Edinburgh’s destiny is now in their hands after a well fought out first away win of the season.
Despite conceding a try early in the first half, Edinburgh scored fifteen unanswered points in the second half, thanks to tries from James Johnstone and Duhan Van Der Merwe, which gave them a vital away victory that means Edinburgh, realistically, only need one more win to secure a quarter-final spot.
Edinburgh are the hunted in this group now, and realistically have one challenger to their qualification hopes. Montpellier, with their bonus point home win against Toulon, are only four points behind. Although Edinburgh still need a further victory from their two fixtures, Montpellier need to be flawless in their final fixtures to keep the pressure on.
The first half was, like last week, a tight affair – very physical but a lot of loose ball. Both Edinburgh and Newcastle showed good intent in defence, with opportunities missed on both sides. The only try of the half came from the dazzling Sinoti, who was put through by a typical Goneva break as they targeted the wide channels, though it was unconverted. After further trading of penalties, the score at half time was 8-6 to the home side.
Half-time: Newcastle 8-6 Edinburgh
Edinburgh stepped up both in attack and defence, keeping a clean sheet while taking the lead and coming out comfortable winners by the end.
Only a few minutes after the restart, Edinburgh had an attacking platform in the Newcastle half and the opportunity for points. Running onto a Watson pass, Pyrgos chipped over the on-rushing defence for James Johnstone to score under the posts for a 8-13 lead.

* **WORK TO DO**:
**1)** In the rugby match report, what was the score at half time?
**2)** Set down the part of the rugby match report that begins at the words "Despite conceding a" and stops after "a quarter-final spot.", keeping every word and punctuation mark unchanged.

* **ROWS**:

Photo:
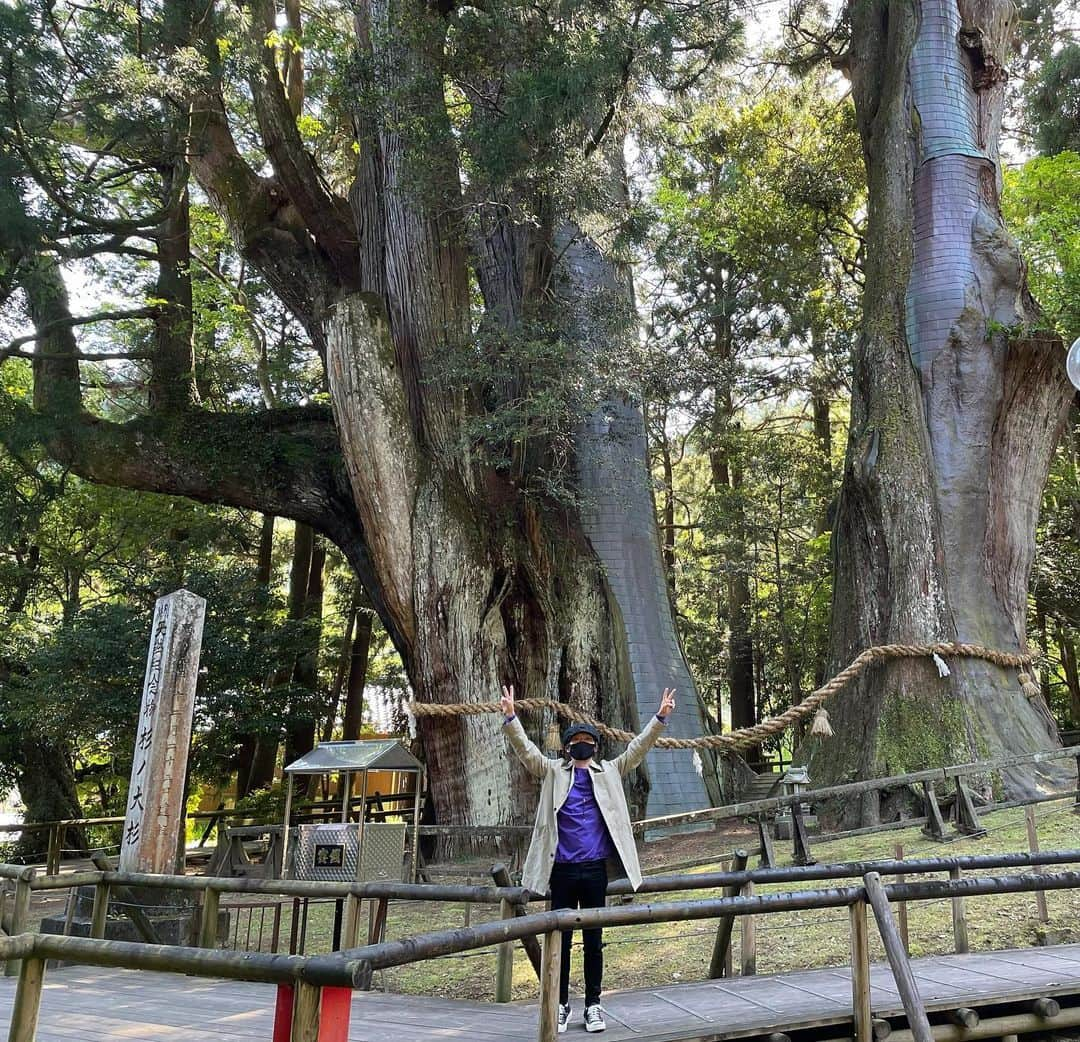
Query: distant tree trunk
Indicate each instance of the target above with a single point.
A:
(477, 580)
(46, 785)
(956, 408)
(352, 720)
(823, 434)
(300, 729)
(667, 510)
(257, 754)
(727, 476)
(1067, 649)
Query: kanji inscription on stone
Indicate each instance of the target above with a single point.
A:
(163, 735)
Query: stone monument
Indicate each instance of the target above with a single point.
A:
(150, 837)
(162, 735)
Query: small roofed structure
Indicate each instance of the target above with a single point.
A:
(348, 759)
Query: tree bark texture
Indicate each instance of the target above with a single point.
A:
(956, 407)
(476, 583)
(619, 518)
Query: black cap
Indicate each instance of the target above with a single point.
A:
(572, 729)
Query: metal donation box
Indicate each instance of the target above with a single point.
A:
(329, 853)
(347, 851)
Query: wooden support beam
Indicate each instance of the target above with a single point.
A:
(765, 842)
(861, 973)
(350, 922)
(307, 1005)
(914, 1006)
(207, 930)
(963, 812)
(801, 840)
(548, 1029)
(747, 937)
(720, 963)
(500, 876)
(959, 918)
(19, 915)
(902, 905)
(24, 1014)
(934, 827)
(504, 965)
(53, 856)
(131, 905)
(963, 1017)
(1033, 843)
(100, 911)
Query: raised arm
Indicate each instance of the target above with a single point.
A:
(636, 750)
(524, 748)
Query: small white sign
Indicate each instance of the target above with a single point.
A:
(1072, 364)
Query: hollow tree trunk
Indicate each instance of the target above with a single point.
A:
(956, 408)
(352, 717)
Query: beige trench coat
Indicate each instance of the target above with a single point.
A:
(557, 776)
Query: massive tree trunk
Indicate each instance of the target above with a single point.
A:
(477, 580)
(956, 407)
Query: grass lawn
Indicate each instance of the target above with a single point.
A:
(671, 952)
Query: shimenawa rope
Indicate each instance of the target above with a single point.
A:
(753, 735)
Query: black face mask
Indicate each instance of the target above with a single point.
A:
(581, 750)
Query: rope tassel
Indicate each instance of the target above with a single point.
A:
(821, 726)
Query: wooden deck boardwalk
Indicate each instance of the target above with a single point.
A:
(102, 1005)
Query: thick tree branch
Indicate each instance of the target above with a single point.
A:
(326, 215)
(266, 227)
(66, 323)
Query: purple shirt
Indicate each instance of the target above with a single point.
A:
(582, 835)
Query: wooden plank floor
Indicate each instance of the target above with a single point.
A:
(104, 1005)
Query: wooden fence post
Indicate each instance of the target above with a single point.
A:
(24, 1013)
(308, 1013)
(53, 856)
(100, 911)
(504, 963)
(1033, 844)
(550, 960)
(207, 931)
(959, 918)
(19, 914)
(306, 1009)
(765, 841)
(500, 876)
(902, 905)
(720, 963)
(747, 937)
(914, 1006)
(801, 840)
(861, 972)
(934, 826)
(350, 928)
(966, 817)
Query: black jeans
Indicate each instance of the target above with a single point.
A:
(580, 884)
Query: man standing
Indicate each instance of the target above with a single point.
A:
(582, 819)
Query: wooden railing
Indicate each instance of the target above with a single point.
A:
(750, 809)
(353, 969)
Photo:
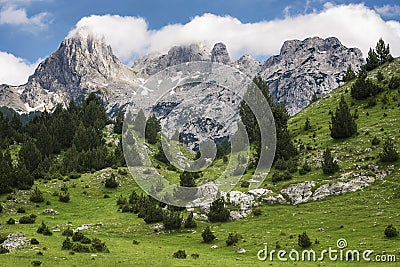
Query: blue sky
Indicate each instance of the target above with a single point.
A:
(30, 30)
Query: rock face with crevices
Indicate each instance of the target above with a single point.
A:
(308, 67)
(85, 64)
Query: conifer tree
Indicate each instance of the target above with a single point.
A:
(343, 123)
(30, 155)
(329, 165)
(140, 122)
(151, 130)
(372, 60)
(349, 75)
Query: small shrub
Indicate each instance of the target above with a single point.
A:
(21, 210)
(36, 196)
(68, 232)
(375, 141)
(190, 222)
(86, 240)
(78, 247)
(245, 184)
(67, 244)
(304, 241)
(3, 250)
(218, 212)
(232, 239)
(257, 211)
(111, 182)
(77, 236)
(44, 229)
(391, 232)
(27, 220)
(64, 196)
(195, 256)
(172, 220)
(207, 235)
(306, 168)
(98, 246)
(389, 153)
(122, 172)
(34, 241)
(180, 254)
(280, 164)
(121, 201)
(36, 263)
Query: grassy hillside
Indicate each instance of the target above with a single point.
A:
(359, 217)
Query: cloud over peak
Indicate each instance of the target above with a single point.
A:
(355, 25)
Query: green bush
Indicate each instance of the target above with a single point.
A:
(36, 196)
(27, 220)
(306, 168)
(21, 210)
(375, 141)
(44, 229)
(172, 220)
(304, 241)
(389, 153)
(180, 254)
(111, 182)
(232, 239)
(3, 250)
(34, 241)
(218, 212)
(190, 222)
(207, 235)
(98, 246)
(68, 232)
(257, 211)
(67, 244)
(64, 196)
(391, 232)
(77, 236)
(245, 184)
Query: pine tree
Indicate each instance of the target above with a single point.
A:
(30, 155)
(119, 121)
(151, 130)
(190, 222)
(329, 165)
(140, 122)
(218, 212)
(343, 123)
(383, 52)
(372, 60)
(349, 75)
(207, 235)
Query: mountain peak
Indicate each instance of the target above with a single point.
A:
(220, 54)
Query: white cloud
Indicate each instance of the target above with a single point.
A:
(14, 70)
(355, 25)
(17, 16)
(388, 11)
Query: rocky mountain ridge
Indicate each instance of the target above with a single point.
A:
(85, 64)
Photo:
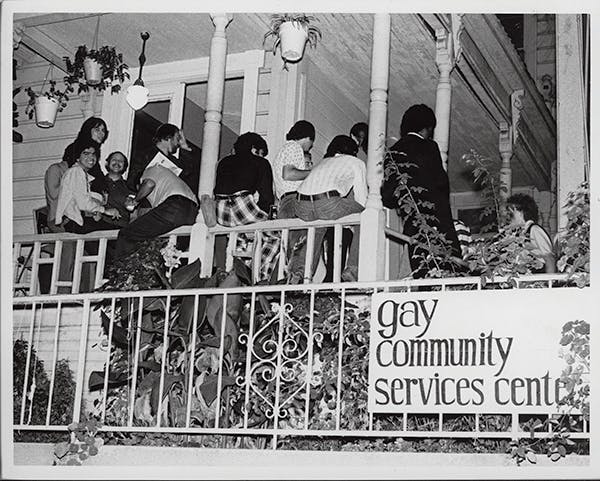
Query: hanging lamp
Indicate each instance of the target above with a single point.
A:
(137, 94)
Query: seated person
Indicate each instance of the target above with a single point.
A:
(326, 194)
(244, 192)
(116, 189)
(76, 202)
(523, 214)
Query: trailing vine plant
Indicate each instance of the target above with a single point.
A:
(432, 248)
(574, 240)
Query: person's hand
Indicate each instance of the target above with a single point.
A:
(183, 142)
(130, 203)
(112, 213)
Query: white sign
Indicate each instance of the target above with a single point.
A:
(493, 351)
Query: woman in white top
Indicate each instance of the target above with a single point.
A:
(523, 214)
(78, 208)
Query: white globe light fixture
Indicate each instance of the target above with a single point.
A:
(137, 94)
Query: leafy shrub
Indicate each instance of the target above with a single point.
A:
(38, 391)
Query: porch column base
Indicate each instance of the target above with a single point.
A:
(371, 261)
(202, 244)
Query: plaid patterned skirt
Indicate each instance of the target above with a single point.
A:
(241, 209)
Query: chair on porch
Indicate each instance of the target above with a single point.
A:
(40, 226)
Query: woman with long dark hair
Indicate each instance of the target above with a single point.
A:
(94, 129)
(78, 209)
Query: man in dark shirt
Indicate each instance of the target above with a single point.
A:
(418, 156)
(116, 187)
(167, 140)
(240, 178)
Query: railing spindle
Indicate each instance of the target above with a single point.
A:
(108, 352)
(338, 411)
(163, 360)
(192, 360)
(136, 359)
(310, 249)
(309, 361)
(80, 381)
(54, 360)
(337, 252)
(28, 362)
(221, 360)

* **ANSWERS TO EACH TASK**:
**1)** Newcastle led Edinburgh 8-6 at half time.

**2)**
Despite conceding a try early in the first half, Edinburgh scored fifteen unanswered points in the second half, thanks to tries from James Johnstone and Duhan Van Der Merwe, which gave them a vital away victory that means Edinburgh, realistically, only need one more win to secure a quarter-final spot.